Point-per-instance localization data:
^^^^^^^^^^^^^^^^

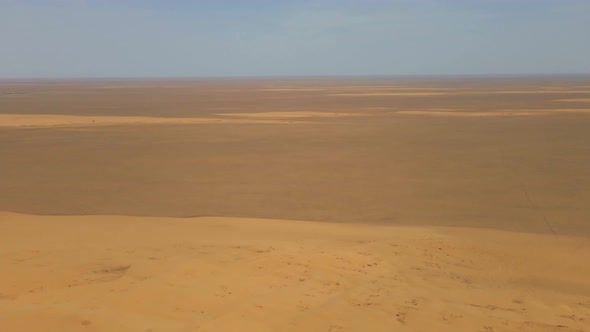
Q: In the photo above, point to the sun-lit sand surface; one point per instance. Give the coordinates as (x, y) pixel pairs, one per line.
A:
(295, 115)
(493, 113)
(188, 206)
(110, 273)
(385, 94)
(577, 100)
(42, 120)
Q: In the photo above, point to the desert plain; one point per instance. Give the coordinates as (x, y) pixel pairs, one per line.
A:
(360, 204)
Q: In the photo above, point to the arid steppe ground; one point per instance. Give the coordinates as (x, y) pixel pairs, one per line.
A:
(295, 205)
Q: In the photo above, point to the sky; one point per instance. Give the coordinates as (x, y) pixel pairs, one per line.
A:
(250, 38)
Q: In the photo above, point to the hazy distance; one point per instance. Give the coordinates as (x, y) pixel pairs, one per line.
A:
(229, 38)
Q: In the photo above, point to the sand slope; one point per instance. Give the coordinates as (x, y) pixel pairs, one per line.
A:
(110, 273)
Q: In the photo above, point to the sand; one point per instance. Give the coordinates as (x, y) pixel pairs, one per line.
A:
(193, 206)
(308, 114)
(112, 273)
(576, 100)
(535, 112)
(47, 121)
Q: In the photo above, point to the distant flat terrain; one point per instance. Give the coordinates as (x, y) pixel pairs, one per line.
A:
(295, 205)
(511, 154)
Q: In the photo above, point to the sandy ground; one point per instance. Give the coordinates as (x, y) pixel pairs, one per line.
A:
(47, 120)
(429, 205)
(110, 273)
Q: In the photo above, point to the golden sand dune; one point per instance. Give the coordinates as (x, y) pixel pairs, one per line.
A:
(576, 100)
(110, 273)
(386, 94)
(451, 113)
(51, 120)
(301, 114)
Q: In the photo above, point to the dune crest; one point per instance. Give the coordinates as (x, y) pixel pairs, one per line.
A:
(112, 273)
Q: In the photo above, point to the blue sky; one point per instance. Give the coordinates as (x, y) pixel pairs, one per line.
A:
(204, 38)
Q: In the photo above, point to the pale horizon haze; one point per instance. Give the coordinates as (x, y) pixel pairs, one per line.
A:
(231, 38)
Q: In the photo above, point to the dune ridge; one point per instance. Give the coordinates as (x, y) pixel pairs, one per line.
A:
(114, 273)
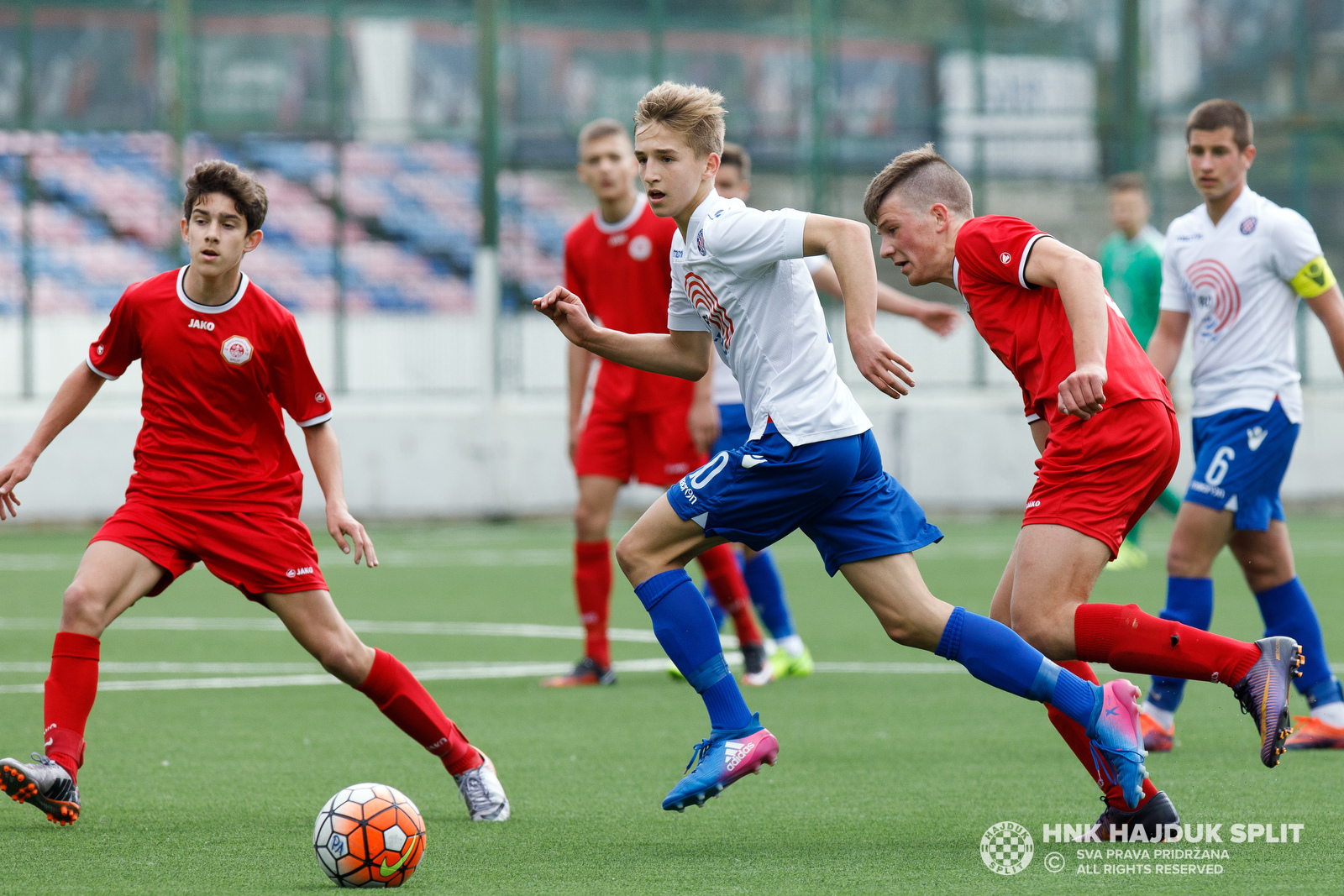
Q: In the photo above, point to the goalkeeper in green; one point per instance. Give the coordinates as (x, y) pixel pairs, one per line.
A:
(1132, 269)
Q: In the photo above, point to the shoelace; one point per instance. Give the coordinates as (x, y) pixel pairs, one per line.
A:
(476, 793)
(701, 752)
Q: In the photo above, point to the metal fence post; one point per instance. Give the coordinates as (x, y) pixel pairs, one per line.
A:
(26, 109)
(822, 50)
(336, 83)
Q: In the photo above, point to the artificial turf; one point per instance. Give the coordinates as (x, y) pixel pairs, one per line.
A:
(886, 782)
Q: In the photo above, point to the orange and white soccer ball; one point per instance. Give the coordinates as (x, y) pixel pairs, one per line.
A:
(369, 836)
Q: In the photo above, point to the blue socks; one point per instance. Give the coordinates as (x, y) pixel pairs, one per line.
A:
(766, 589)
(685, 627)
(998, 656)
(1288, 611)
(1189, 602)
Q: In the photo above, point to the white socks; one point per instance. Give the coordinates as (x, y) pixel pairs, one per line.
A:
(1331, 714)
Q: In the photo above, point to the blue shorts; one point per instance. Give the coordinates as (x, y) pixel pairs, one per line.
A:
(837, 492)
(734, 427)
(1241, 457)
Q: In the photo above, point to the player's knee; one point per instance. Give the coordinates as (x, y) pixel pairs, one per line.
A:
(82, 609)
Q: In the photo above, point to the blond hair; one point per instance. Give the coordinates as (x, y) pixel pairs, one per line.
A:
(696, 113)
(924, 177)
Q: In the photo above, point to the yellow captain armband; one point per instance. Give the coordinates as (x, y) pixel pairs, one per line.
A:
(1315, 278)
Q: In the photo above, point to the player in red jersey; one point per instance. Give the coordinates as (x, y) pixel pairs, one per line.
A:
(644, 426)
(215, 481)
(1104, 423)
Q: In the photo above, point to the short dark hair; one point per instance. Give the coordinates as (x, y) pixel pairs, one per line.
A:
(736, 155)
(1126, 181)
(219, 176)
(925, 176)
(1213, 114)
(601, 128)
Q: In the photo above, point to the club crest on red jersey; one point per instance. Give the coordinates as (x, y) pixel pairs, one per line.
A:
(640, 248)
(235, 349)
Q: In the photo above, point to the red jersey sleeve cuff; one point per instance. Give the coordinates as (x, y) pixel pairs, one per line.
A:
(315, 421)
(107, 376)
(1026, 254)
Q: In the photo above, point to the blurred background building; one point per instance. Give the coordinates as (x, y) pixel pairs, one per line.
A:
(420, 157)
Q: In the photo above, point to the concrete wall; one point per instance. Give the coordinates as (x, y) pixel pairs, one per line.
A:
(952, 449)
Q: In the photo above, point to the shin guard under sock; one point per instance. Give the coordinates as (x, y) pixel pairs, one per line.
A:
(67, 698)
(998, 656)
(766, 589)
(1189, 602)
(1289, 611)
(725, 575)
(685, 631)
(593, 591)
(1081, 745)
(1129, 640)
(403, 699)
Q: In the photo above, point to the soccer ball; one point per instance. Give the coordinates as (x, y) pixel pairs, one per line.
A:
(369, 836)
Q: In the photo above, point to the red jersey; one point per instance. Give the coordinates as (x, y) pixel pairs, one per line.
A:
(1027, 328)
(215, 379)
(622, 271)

^^^^^^^^^^^^^^^^

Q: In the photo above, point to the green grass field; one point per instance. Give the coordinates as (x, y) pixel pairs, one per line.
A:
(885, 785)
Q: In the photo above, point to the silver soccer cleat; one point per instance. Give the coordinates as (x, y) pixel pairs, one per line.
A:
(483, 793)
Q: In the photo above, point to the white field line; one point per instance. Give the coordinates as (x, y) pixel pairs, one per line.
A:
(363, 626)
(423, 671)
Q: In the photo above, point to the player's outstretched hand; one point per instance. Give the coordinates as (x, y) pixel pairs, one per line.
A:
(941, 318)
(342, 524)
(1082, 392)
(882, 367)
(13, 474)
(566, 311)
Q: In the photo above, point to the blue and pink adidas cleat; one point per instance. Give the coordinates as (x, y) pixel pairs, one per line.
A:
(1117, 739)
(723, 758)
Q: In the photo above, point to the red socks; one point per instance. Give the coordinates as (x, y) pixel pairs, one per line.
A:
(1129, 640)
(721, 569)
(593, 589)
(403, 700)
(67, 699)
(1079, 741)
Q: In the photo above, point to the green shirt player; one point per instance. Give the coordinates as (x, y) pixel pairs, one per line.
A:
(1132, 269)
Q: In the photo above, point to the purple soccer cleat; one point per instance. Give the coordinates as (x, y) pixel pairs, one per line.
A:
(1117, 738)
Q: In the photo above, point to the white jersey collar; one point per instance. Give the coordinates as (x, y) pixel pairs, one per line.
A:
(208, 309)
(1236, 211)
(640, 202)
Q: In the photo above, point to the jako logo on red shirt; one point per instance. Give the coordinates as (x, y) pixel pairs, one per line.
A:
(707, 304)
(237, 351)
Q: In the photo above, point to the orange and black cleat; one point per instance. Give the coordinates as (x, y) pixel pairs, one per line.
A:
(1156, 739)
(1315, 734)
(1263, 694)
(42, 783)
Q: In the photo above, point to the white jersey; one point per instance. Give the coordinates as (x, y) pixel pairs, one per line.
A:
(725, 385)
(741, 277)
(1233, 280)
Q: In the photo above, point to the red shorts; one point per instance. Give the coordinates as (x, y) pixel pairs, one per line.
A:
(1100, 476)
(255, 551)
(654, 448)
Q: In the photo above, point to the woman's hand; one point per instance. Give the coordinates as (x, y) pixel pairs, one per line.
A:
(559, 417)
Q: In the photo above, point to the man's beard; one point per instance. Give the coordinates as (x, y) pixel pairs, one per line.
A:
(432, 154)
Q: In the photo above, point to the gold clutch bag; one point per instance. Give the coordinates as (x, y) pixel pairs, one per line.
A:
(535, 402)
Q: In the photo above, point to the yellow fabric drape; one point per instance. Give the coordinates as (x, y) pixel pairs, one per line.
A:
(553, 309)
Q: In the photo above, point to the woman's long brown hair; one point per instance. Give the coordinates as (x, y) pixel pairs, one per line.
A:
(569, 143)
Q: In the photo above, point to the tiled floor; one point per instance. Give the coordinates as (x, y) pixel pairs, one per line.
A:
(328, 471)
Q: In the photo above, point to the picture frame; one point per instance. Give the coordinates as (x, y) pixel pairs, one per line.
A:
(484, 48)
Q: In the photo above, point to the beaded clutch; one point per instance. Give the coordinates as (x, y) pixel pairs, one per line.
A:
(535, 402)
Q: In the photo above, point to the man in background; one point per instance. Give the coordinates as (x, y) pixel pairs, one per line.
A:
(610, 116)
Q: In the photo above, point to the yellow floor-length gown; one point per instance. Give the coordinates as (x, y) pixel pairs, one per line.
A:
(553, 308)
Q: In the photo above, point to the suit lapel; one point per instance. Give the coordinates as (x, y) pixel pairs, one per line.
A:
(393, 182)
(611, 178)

^^^^^^^^^^^^^^^^

» About this task
Copy only this part of the entries above: the line with "Q: In the photo above, point to the sun-lit", the line with "Q: In the photo above, point to the golden", and the lines between, all exactly as written.

» Solution
Q: In the photo above, point to the sun-lit sand surface; one point per instance. Give the coordinates as (x, y) pixel pairs, one per line.
A:
(295, 115)
(493, 113)
(188, 206)
(110, 273)
(385, 94)
(577, 100)
(42, 120)
Q: In the photo above, point to the desert plain; one point per instance. Give the coordinates as (x, y) pixel pairs, one per line.
A:
(360, 204)
Q: In the photo above, point to the arid steppe ground; one point per instance. Give the coordinates as (x, y) pixel pairs, one per line.
A:
(295, 205)
Q: In the photo above, point to the sky; one point per instance. Give the coordinates as (x, y) pixel pairs, one per line.
A:
(250, 38)
Q: In the photo above, point to the hazy distance; one point per instance. Give the coordinates as (x, y) pixel pairs, one per line.
A:
(229, 38)
Q: In the photo above, point to the sand slope; one point per instance. Give the coordinates as (x, y) pixel pairs, one per line.
A:
(110, 273)
Q: In the photo above, point to the sand; one point per instance. Give the coordinates as (x, y) pixel pairs, one per line.
A:
(193, 206)
(308, 114)
(112, 273)
(576, 100)
(535, 112)
(47, 121)
Q: In the photo above, point to the distant flat terrain; one point per instance. Give the coordinates as (x, y) pixel pairs, one per line.
A:
(295, 205)
(511, 154)
Q: In the photo above, point to the sandy ground; one point per instance. Give the coordinates as (x, y) pixel pairs, one per line.
A:
(47, 120)
(429, 205)
(110, 273)
Q: In the photo above, point to the golden sand dune; one point per instance. Give the coordinates as (x, y) pixel pairs, one per line.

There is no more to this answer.